→ **STATED EXERCISE A**
Please read the essay on Google Books below and say how many books Google has made searchable through the project.
━━━━━ READING TEXT
Prof. James Gibson, University of Richmond School of Law
November 20, 2013

It’s back: Google Books, our favorite topic in this Intellectual Property Viewpoints series.  Google Books is the project through which Google has brought its search capability to the text of more than 20 millions books (with the number still growing).  To do so, Google must scan the book and convert the scan to readable text.  And there’s the problem: Scanning is copying, and copying raises the question of whether the massive project is a massive violation of the copyrights in all those books.  Thus the Authors Guild v. Google class action brought by authors and publishers against Google in a federal district court in New York.

Our earlier discussions of the case include antitrust and procedural problems with a proposed – but ultimately rejected – settlement, concerns about the direction the controversy might take in the aftermath of that rejection, musings about how the whole thing might be resolved by Congress or a public commission, and evaluations of Google’s chances on prevailing on a fair use argument, both in the abstract and in light of a ruling in the related Authors Guild v. Hathitrust case involving university libraries that provided books to Google for scanning.

Now the case has finally produced a ruling on fair use, and it is a clean win for Google.  The decision has already generated a huge volume of commentary, and will probably continue to do so both here and elsewhere.  In this essay, however, I thought I would start at the most basic level of analysis: the black-letter law that underlies the judge’s decision.

Although fair use has a long and storied history, its modern statutory incarnation lists four factors that inform the analysis: (1) the purpose and character of the defendant’s use, (2) the nature of the plaintiff’s copyrighted work, (3) the amount and substantiality of the portion the defendant used, and (4) the effect of the defendant’s use upon the potential market for the plaintiff’s work.  Although all four factors should be considered, one lesson from earlier copyright cases is that it’s not just a matter of math; one party can prevail on three factors and yet lose the case.  Moreover, the factors are interdependent, such that a court’s analysis of one factor can significantly influence the analysis of the others.

A prime example of this interdependence is Campbell v. Acuff-Rose, the Supreme Court’s 1994 decision that held, or at least strongly suggested, that rap group 2 Live Crew’s parody of Roy Orbison’s “Oh, Pretty Woman” was a fair use.  In that case, the Court held that the purpose of 2 Live Crew’s use (the first factor) was parody, and that parody was a favored use in fair use analysis for various reasons, including that a parody transforms the underlying original rather than supersedes it.  This holding colored the inquiry into the rest of the factors; in essence, it excused the fact that the original song was highly original (the second factor), that quite a lot of that originality was copied (the third factor), and that there might be a market for parodies (the fourth factor – ask Weird Al Yankovic).

A similar dynamic informed the Google Books decision.  Relying on Campbell, the court first focused on whether Google’s use was transformative, and concluded that it was.  “Google Books digitizes books and transforms expressive text into a comprehensive word index that helps readers, scholars, researchers, and others find books.”  Of particular interest is the court’s conclusion that the use was transformative even though the expression in the copyrighted works was not itself transformed.  This makes the Google Books decision different from Campbell, but here the court could cite a 2007 Second Circuit case, Perfect 10 v., that held Google’s image search to be a fair use because it used the copyrighted images to facilitate research (a historically favored fair use) and information location rather than to supersede the expressive purpose of the originals.
━━━━━━━━━━
━━━━━ DATA
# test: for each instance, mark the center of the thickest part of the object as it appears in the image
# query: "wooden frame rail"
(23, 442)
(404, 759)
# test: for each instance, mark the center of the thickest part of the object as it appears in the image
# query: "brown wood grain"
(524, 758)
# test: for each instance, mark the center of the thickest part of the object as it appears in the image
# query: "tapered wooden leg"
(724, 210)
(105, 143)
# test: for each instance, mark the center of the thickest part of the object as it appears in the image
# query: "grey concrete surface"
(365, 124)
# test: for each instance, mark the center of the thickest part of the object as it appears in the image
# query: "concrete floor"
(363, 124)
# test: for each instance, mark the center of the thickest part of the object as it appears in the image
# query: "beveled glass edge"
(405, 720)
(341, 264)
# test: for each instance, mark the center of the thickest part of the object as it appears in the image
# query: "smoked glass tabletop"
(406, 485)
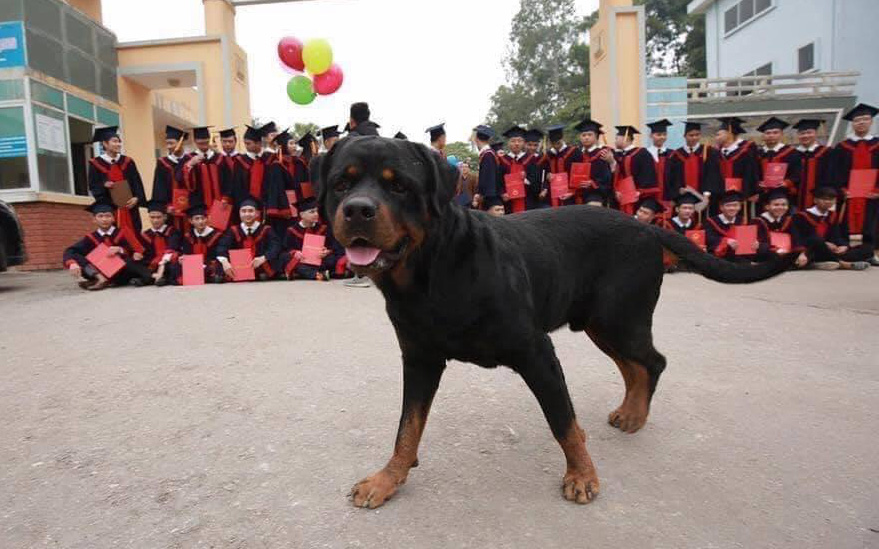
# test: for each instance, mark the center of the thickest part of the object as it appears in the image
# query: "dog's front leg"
(421, 377)
(543, 374)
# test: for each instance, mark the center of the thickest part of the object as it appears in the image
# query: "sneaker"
(358, 282)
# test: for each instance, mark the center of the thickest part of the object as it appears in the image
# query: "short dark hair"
(360, 112)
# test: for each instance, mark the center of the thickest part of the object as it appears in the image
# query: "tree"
(546, 69)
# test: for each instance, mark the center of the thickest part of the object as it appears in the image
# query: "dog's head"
(381, 197)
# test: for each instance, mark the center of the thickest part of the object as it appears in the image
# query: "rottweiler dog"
(448, 273)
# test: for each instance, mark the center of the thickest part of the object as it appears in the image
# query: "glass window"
(806, 58)
(13, 149)
(50, 128)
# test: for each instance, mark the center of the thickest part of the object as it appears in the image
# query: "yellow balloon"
(318, 56)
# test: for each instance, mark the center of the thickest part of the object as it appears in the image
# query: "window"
(743, 12)
(806, 58)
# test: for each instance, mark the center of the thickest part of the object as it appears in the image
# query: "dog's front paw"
(580, 486)
(374, 490)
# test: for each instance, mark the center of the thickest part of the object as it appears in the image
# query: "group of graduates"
(215, 200)
(806, 197)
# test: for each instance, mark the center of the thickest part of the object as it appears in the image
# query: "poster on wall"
(50, 134)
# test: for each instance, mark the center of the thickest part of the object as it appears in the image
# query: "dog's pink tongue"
(362, 255)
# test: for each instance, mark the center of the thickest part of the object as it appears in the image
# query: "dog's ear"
(441, 181)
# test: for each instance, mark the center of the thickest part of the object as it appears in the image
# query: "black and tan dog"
(448, 273)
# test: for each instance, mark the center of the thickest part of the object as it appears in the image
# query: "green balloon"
(300, 90)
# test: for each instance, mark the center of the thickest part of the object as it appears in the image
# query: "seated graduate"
(251, 234)
(720, 235)
(163, 243)
(825, 236)
(119, 245)
(309, 224)
(204, 240)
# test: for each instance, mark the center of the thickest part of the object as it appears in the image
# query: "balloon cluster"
(315, 57)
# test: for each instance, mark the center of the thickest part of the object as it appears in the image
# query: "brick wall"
(48, 229)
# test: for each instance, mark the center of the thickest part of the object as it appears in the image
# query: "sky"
(416, 62)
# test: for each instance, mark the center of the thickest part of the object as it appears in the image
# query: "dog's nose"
(359, 209)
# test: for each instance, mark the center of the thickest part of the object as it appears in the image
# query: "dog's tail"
(718, 269)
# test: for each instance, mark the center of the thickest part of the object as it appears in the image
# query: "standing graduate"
(637, 163)
(118, 242)
(165, 180)
(694, 166)
(660, 153)
(162, 241)
(816, 162)
(113, 167)
(258, 237)
(774, 150)
(860, 151)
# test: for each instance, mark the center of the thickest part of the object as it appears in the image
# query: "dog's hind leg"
(540, 369)
(421, 377)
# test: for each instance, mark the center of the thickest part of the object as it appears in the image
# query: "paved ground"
(148, 418)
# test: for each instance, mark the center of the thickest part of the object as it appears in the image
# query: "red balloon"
(290, 53)
(330, 81)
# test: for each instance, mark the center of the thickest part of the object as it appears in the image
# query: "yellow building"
(62, 74)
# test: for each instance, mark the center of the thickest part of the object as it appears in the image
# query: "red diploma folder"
(515, 183)
(180, 200)
(312, 246)
(780, 241)
(242, 265)
(580, 174)
(746, 236)
(107, 264)
(861, 183)
(558, 185)
(627, 190)
(219, 215)
(774, 175)
(697, 237)
(193, 269)
(733, 184)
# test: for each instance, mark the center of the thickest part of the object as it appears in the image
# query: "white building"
(785, 37)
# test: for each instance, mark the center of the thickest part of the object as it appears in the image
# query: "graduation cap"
(808, 124)
(514, 131)
(555, 132)
(690, 126)
(628, 131)
(105, 134)
(588, 125)
(484, 132)
(436, 131)
(203, 132)
(651, 204)
(660, 126)
(329, 131)
(252, 134)
(732, 124)
(731, 196)
(156, 206)
(533, 135)
(100, 207)
(860, 110)
(175, 133)
(772, 123)
(197, 209)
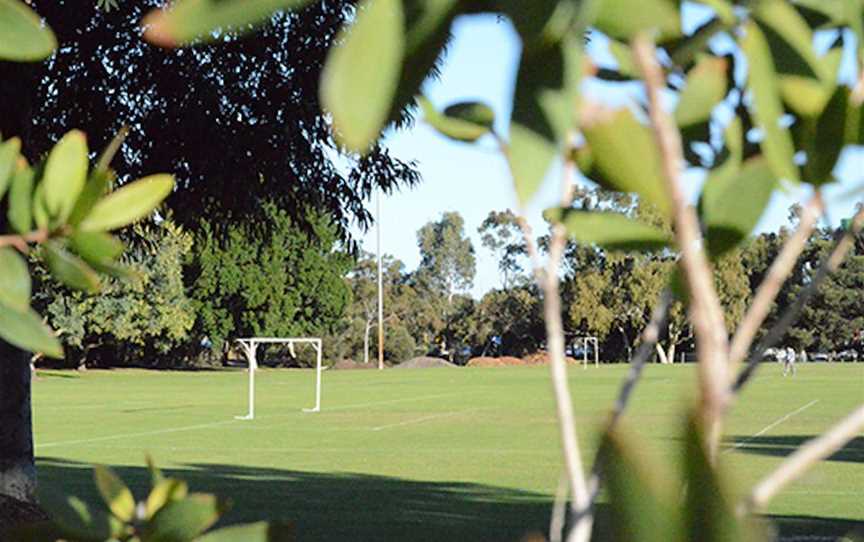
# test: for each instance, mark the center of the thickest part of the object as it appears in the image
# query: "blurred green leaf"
(534, 20)
(709, 515)
(808, 96)
(69, 269)
(40, 212)
(253, 532)
(466, 121)
(788, 37)
(854, 130)
(65, 174)
(623, 19)
(834, 12)
(163, 492)
(27, 331)
(724, 10)
(359, 80)
(14, 280)
(623, 56)
(706, 87)
(183, 520)
(20, 212)
(107, 156)
(426, 34)
(96, 248)
(76, 519)
(685, 49)
(186, 21)
(806, 81)
(767, 108)
(625, 164)
(9, 152)
(611, 231)
(96, 187)
(643, 507)
(823, 139)
(733, 204)
(115, 493)
(129, 203)
(23, 37)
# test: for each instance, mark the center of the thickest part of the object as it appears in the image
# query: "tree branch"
(779, 271)
(706, 313)
(831, 263)
(650, 336)
(547, 280)
(805, 457)
(21, 241)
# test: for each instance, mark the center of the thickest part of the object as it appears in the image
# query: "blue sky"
(473, 179)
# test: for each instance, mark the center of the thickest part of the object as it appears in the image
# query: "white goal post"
(585, 342)
(250, 348)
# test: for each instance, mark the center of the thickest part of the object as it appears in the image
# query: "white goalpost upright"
(585, 342)
(250, 348)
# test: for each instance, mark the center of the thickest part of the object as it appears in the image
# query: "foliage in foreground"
(169, 513)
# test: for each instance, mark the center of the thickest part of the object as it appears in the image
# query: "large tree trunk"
(17, 469)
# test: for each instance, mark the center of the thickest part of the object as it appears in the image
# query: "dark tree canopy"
(238, 122)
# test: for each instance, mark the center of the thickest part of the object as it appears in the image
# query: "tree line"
(605, 293)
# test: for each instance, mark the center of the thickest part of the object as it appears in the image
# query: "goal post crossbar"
(249, 345)
(586, 340)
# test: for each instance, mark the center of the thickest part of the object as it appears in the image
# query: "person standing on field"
(789, 361)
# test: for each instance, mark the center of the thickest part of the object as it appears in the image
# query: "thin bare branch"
(777, 274)
(559, 510)
(581, 530)
(547, 280)
(650, 336)
(778, 331)
(804, 458)
(705, 310)
(22, 241)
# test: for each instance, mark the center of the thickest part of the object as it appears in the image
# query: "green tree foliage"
(356, 336)
(255, 97)
(507, 322)
(447, 268)
(268, 278)
(501, 234)
(142, 319)
(447, 263)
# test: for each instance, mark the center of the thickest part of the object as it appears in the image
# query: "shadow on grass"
(782, 446)
(340, 506)
(809, 527)
(362, 507)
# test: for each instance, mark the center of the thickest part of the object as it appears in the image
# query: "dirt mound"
(14, 513)
(505, 361)
(542, 358)
(350, 364)
(424, 362)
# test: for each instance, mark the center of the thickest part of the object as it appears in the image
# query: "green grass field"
(434, 454)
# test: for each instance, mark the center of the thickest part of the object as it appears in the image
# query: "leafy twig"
(706, 312)
(804, 457)
(838, 254)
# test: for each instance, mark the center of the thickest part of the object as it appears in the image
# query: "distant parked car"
(847, 355)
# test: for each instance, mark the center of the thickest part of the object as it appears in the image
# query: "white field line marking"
(772, 426)
(219, 423)
(423, 419)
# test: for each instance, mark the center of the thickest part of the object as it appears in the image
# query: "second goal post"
(250, 345)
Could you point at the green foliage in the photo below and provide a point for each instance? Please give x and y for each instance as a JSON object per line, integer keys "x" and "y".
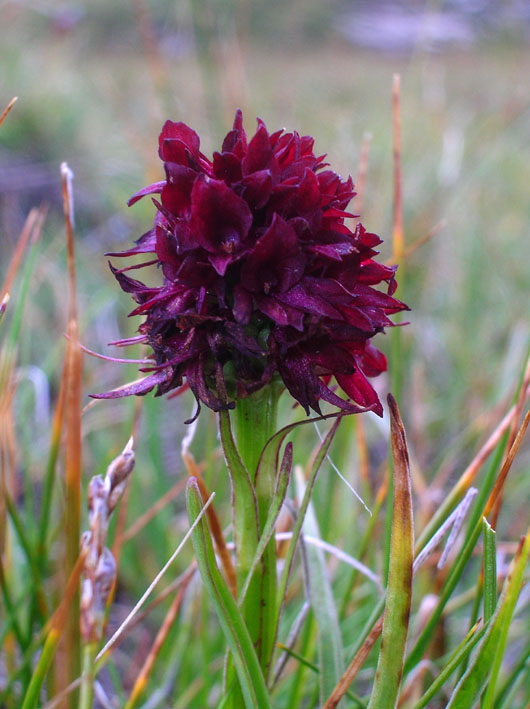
{"x": 96, "y": 96}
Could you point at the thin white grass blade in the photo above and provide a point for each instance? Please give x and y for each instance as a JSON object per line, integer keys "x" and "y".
{"x": 456, "y": 517}
{"x": 341, "y": 476}
{"x": 155, "y": 581}
{"x": 339, "y": 554}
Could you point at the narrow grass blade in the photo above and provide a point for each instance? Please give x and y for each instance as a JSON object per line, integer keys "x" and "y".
{"x": 399, "y": 590}
{"x": 245, "y": 503}
{"x": 18, "y": 524}
{"x": 358, "y": 702}
{"x": 57, "y": 627}
{"x": 461, "y": 653}
{"x": 329, "y": 639}
{"x": 465, "y": 554}
{"x": 144, "y": 674}
{"x": 238, "y": 639}
{"x": 7, "y": 109}
{"x": 215, "y": 525}
{"x": 289, "y": 557}
{"x": 282, "y": 485}
{"x": 73, "y": 436}
{"x": 490, "y": 570}
{"x": 483, "y": 672}
{"x": 360, "y": 656}
{"x": 466, "y": 479}
{"x": 246, "y": 529}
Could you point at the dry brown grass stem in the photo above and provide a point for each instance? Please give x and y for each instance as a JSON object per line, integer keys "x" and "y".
{"x": 486, "y": 450}
{"x": 7, "y": 109}
{"x": 184, "y": 578}
{"x": 56, "y": 622}
{"x": 409, "y": 250}
{"x": 73, "y": 393}
{"x": 362, "y": 171}
{"x": 149, "y": 514}
{"x": 104, "y": 494}
{"x": 30, "y": 231}
{"x": 215, "y": 525}
{"x": 145, "y": 672}
{"x": 501, "y": 479}
{"x": 398, "y": 246}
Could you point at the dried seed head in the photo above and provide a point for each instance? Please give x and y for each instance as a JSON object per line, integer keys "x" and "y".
{"x": 118, "y": 473}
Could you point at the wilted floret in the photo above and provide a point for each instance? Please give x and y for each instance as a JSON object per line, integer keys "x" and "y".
{"x": 261, "y": 275}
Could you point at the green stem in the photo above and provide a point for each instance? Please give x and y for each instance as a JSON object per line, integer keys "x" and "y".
{"x": 86, "y": 697}
{"x": 256, "y": 423}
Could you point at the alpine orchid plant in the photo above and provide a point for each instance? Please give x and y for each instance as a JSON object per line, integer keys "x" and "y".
{"x": 265, "y": 287}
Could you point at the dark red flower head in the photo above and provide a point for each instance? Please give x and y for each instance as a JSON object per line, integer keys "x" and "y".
{"x": 261, "y": 275}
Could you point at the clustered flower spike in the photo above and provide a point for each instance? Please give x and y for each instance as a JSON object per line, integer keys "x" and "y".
{"x": 262, "y": 277}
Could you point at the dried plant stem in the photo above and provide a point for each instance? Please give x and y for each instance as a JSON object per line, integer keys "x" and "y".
{"x": 354, "y": 667}
{"x": 7, "y": 109}
{"x": 145, "y": 672}
{"x": 73, "y": 435}
{"x": 215, "y": 525}
{"x": 86, "y": 695}
{"x": 57, "y": 626}
{"x": 397, "y": 232}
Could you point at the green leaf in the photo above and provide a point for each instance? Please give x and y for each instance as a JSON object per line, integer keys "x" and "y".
{"x": 483, "y": 672}
{"x": 289, "y": 557}
{"x": 490, "y": 569}
{"x": 237, "y": 636}
{"x": 330, "y": 650}
{"x": 461, "y": 653}
{"x": 399, "y": 590}
{"x": 282, "y": 485}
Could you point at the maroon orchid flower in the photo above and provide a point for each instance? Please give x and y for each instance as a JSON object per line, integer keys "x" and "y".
{"x": 262, "y": 277}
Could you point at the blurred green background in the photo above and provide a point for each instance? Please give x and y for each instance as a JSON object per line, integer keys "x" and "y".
{"x": 95, "y": 82}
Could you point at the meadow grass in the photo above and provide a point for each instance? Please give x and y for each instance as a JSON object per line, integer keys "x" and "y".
{"x": 459, "y": 366}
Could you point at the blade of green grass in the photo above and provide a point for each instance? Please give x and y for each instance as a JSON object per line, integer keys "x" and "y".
{"x": 461, "y": 653}
{"x": 329, "y": 640}
{"x": 282, "y": 485}
{"x": 464, "y": 556}
{"x": 399, "y": 591}
{"x": 358, "y": 702}
{"x": 57, "y": 627}
{"x": 238, "y": 639}
{"x": 482, "y": 673}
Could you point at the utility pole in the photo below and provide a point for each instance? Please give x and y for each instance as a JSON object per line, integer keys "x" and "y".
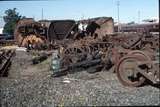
{"x": 138, "y": 16}
{"x": 118, "y": 4}
{"x": 42, "y": 13}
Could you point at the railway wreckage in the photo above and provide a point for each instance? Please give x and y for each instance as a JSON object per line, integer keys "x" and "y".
{"x": 94, "y": 46}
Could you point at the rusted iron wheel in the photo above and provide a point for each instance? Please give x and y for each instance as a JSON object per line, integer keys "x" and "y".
{"x": 138, "y": 52}
{"x": 128, "y": 70}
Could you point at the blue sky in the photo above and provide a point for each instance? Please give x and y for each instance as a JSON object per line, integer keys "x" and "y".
{"x": 78, "y": 9}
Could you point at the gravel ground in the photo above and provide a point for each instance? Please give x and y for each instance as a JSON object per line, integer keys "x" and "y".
{"x": 32, "y": 86}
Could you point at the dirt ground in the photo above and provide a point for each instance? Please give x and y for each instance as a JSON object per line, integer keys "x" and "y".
{"x": 32, "y": 86}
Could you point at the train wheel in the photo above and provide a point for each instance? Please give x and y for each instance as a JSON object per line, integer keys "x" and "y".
{"x": 128, "y": 70}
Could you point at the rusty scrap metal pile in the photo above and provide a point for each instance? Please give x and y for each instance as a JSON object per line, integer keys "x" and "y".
{"x": 134, "y": 56}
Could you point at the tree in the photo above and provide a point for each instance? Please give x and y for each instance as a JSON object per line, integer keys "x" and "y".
{"x": 10, "y": 19}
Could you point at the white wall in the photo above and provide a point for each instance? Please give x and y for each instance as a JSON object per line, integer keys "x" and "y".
{"x": 1, "y": 30}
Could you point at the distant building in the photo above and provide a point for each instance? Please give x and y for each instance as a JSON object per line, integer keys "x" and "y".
{"x": 1, "y": 30}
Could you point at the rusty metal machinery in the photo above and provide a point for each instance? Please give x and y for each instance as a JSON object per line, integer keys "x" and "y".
{"x": 134, "y": 68}
{"x": 124, "y": 51}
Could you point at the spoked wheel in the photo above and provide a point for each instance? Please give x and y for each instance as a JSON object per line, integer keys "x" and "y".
{"x": 128, "y": 70}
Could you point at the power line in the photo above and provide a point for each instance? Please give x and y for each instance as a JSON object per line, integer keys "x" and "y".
{"x": 42, "y": 13}
{"x": 139, "y": 16}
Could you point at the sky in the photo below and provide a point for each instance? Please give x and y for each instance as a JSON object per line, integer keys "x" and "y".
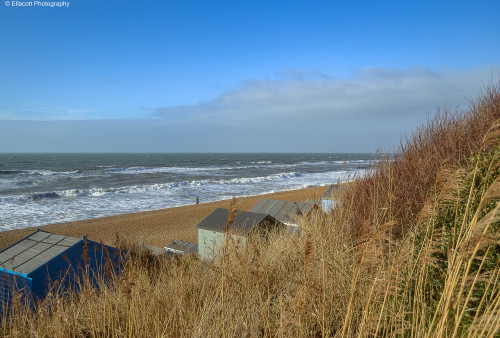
{"x": 237, "y": 76}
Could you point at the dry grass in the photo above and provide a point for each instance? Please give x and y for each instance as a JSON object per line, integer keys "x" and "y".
{"x": 423, "y": 260}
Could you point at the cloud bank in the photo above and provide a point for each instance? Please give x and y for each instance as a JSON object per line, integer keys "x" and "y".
{"x": 373, "y": 93}
{"x": 295, "y": 112}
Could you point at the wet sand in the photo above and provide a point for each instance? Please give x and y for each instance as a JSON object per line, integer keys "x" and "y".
{"x": 157, "y": 227}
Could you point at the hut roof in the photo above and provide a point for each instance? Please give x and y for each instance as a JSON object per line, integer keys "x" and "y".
{"x": 283, "y": 211}
{"x": 244, "y": 221}
{"x": 181, "y": 247}
{"x": 35, "y": 250}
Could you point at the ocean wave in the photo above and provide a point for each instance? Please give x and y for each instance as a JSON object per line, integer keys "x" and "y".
{"x": 45, "y": 195}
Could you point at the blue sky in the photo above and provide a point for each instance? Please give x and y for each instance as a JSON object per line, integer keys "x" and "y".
{"x": 237, "y": 76}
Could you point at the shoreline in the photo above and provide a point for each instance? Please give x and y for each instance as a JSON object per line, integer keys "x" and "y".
{"x": 155, "y": 227}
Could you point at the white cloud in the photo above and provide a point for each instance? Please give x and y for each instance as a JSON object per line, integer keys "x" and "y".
{"x": 373, "y": 93}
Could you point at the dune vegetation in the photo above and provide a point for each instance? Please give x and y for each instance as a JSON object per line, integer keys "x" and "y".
{"x": 411, "y": 249}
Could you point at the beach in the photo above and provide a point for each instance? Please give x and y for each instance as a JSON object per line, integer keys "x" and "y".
{"x": 157, "y": 227}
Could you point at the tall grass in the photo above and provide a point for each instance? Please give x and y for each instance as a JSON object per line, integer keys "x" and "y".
{"x": 412, "y": 250}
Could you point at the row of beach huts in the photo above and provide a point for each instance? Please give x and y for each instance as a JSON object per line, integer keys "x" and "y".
{"x": 37, "y": 262}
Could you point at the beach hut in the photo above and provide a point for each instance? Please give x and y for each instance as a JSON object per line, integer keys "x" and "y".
{"x": 31, "y": 264}
{"x": 213, "y": 228}
{"x": 284, "y": 211}
{"x": 327, "y": 198}
{"x": 179, "y": 247}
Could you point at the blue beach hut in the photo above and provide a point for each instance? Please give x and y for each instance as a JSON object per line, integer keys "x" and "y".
{"x": 31, "y": 264}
━━━━━━━━━━
→ **STATED EXERCISE B**
Pick out every line of the rows above that contains the word "concrete", and copy each of those lines.

→ **FINAL RESULT A**
More than 20 million books, with the number still growing.

→ **FINAL RESULT B**
# query: "grey concrete surface"
# query: "concrete floor"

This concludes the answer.